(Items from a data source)
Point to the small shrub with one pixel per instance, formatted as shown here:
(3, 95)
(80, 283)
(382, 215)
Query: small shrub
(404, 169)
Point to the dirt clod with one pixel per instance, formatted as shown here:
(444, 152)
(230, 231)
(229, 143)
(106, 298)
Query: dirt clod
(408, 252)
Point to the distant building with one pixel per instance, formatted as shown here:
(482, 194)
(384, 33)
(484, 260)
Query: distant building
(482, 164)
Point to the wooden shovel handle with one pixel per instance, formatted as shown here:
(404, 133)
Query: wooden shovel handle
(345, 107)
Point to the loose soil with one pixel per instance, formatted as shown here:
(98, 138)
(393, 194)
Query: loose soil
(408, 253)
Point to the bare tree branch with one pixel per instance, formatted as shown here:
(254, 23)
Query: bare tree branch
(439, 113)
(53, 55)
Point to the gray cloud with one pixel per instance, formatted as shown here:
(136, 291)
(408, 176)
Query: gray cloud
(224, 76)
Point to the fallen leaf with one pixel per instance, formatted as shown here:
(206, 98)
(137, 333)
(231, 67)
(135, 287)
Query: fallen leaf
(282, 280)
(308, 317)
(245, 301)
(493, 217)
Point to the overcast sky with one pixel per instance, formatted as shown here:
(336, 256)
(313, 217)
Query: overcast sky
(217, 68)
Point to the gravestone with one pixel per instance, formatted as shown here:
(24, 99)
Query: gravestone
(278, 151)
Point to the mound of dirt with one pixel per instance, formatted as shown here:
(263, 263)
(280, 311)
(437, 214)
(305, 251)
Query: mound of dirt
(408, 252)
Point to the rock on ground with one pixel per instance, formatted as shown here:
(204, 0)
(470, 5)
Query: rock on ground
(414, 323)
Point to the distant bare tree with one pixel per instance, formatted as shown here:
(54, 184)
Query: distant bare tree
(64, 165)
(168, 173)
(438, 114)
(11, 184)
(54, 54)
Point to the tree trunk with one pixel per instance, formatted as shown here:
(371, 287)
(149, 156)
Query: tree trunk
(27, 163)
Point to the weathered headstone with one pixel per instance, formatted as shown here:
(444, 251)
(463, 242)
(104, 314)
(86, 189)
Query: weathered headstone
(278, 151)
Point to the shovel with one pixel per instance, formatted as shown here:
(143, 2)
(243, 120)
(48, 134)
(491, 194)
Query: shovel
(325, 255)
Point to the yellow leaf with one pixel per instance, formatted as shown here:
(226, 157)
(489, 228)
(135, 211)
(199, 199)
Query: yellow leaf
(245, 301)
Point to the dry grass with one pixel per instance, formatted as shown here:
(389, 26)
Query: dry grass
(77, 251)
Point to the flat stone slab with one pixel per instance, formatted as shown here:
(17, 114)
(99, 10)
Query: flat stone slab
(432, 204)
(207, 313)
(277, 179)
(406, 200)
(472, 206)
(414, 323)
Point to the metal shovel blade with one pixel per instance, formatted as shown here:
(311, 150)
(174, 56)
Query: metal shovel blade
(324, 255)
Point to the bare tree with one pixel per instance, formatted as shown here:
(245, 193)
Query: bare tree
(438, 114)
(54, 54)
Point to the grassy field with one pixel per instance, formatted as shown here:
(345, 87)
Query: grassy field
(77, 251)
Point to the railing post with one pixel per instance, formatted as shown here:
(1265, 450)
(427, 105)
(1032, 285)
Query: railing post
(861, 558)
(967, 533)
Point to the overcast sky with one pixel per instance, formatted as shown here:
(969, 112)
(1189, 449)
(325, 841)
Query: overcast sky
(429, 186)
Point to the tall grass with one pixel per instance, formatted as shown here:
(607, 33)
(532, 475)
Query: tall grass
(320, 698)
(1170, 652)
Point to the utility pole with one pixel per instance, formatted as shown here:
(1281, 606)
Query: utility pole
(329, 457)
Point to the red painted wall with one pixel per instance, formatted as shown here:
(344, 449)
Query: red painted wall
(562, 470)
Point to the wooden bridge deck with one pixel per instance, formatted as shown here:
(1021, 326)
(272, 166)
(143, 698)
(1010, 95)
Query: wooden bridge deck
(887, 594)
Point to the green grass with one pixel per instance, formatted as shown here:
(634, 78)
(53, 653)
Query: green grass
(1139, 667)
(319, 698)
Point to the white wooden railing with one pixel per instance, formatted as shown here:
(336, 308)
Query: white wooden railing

# STATED EXERCISE
Could you reproduce every record above exactly as it appears?

# CORRECT RESPONSE
Point to the small shrub with one pixel per instance, formatted as shown here:
(3, 95)
(80, 283)
(382, 215)
Query: small shrub
(404, 169)
Point to the dirt clod with one pixel per instance, formatted as shown here:
(444, 152)
(230, 231)
(229, 143)
(106, 298)
Query: dirt clod
(408, 252)
Point to the distant building with one pixel per instance, formatted as shown here:
(482, 194)
(384, 33)
(484, 260)
Query: distant building
(482, 164)
Point to the wooden shovel handle with one pixel per instance, formatted as shown here:
(404, 133)
Query: wooden shovel handle
(345, 107)
Point to the loose soil with one pixel per instance, formatted as shown here:
(98, 138)
(393, 194)
Query: loose soil
(408, 253)
Point to the bare tree branch with one pixel per instance, formatted as shown here:
(254, 23)
Query: bare tree branch
(439, 113)
(53, 55)
Point to the gray cloud with one pixel per instance, formatted as shown here:
(136, 291)
(408, 176)
Query: gray cloud
(224, 76)
Point to the fallen leaf with one pixel per instance, formatted as shown here:
(206, 98)
(137, 333)
(231, 67)
(135, 287)
Query: fallen leaf
(282, 280)
(308, 317)
(245, 301)
(493, 217)
Point to the overcast sky with one pixel per instance, formatted as shown here:
(336, 256)
(313, 217)
Query: overcast sky
(217, 68)
Point to the gravestone with one pixel per instance, formatted as shown here:
(24, 99)
Query: gravestone
(278, 151)
Point to the mound of dirt with one pixel per instance, formatted as shown here:
(263, 263)
(280, 311)
(437, 214)
(305, 251)
Query: mound of dirt
(408, 252)
Point to the rock on ground with one pixel per instance, formatted as shown here:
(204, 0)
(470, 5)
Query: rock on ground
(414, 323)
Point to the distant bare tree with one pixel per instance, formatted as shown here:
(54, 184)
Query: distant bare tree
(64, 165)
(168, 173)
(438, 114)
(11, 184)
(54, 54)
Point to the tree trunk with one pixel per instance, formatted as shown here:
(371, 287)
(149, 156)
Query: tree trunk
(27, 163)
Point to the weathered headstone with one pixel per instance, formatted as shown here:
(444, 251)
(463, 242)
(104, 314)
(86, 189)
Query: weathered headstone
(278, 151)
Point to the shovel with one pixel per instance, formatted as shown here:
(143, 2)
(243, 120)
(48, 134)
(491, 194)
Query: shovel
(325, 255)
Point to the yellow leaf with one pixel per instance, formatted as shown here:
(226, 157)
(489, 228)
(135, 211)
(199, 199)
Query: yellow leaf
(245, 301)
Point to the dry grass with one pixel per instance, formatted as shown here:
(389, 26)
Query: dry grass
(77, 251)
Point to the flat stone slab with one pixel per instance, formatted as shown here:
(17, 114)
(99, 10)
Query: flat stone slab
(432, 204)
(207, 313)
(277, 179)
(406, 200)
(472, 206)
(414, 323)
Point to the metal shovel blade with one pixel per instance, formatted as shown here:
(311, 150)
(174, 56)
Query: metal shovel blade
(324, 255)
Point to the bare tree with one pixel per instance, formatted as shown here:
(245, 193)
Query: bare tree
(438, 114)
(54, 54)
Point to the grassy field with one pixel per instance, formatted as shown here:
(345, 87)
Query: grassy field
(77, 251)
Point to the railing post with one pixel per instance, formatted as shown here:
(1265, 450)
(427, 105)
(1032, 285)
Query: railing post
(861, 558)
(967, 533)
Point to the overcast sky with one pixel per instance, formatted as shown here:
(969, 112)
(1189, 449)
(325, 841)
Query: overcast sky
(429, 186)
Point to the tall grass with one pixel per instance, formatted as shown here:
(607, 33)
(532, 475)
Query: tall grass
(320, 698)
(1170, 652)
Point to the utility pole with one pixel per instance, formatted as shown here:
(1281, 606)
Query: utility pole
(329, 457)
Point to the red painted wall with one pixel per instance, formatted as shown here:
(344, 449)
Query: red painted wall
(562, 470)
Point to the wooden bridge deck with one pixel per instance, formatted as shown here:
(1021, 326)
(272, 166)
(143, 698)
(1010, 95)
Query: wooden bridge deck
(887, 594)
Point to the green grass with one pixel per instance, formatted as shown here:
(634, 78)
(53, 653)
Query: green grass
(1139, 667)
(319, 698)
Point to the white wooden railing with one pixel per instance, formatted as shown here:
(336, 308)
Query: white wooden railing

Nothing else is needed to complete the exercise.